◆ WHAT TO WORK ON
Count how many lines of the records below contain the string "pillow". Case counts. Reply with the number alone.

Excerpts from a point labeling dataset:
---*---

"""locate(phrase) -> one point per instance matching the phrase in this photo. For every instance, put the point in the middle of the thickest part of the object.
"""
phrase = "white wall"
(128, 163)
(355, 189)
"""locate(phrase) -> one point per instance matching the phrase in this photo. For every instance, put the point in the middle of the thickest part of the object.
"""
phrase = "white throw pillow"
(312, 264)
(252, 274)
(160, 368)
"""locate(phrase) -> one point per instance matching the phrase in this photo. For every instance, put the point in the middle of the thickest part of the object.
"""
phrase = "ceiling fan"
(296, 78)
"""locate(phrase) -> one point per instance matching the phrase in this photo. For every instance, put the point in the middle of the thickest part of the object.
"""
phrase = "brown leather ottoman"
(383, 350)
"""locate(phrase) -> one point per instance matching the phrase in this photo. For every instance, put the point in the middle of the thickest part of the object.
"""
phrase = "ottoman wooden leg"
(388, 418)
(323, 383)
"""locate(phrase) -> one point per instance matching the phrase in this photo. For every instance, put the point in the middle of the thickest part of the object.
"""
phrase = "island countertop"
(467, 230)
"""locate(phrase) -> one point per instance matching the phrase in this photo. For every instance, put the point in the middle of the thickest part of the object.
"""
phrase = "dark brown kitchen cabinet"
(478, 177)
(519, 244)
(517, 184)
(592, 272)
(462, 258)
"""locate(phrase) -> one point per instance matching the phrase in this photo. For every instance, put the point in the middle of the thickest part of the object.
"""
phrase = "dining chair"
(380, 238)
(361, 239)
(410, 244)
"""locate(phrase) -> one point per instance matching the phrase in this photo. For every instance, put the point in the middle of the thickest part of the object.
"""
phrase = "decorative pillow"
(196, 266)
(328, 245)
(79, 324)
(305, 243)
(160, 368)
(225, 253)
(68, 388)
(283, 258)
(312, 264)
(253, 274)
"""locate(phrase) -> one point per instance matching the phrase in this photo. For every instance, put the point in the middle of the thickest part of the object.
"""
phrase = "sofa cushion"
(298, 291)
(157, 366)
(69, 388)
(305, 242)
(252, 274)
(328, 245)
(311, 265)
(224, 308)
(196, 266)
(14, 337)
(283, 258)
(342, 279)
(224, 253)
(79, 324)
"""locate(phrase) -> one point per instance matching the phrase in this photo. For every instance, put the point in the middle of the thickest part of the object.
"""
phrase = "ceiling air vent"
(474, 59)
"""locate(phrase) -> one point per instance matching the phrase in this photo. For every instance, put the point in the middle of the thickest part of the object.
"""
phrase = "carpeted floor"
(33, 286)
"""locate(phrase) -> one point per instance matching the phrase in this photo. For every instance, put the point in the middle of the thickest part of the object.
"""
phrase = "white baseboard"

---*---

◆ EXPECTED OUTPUT
2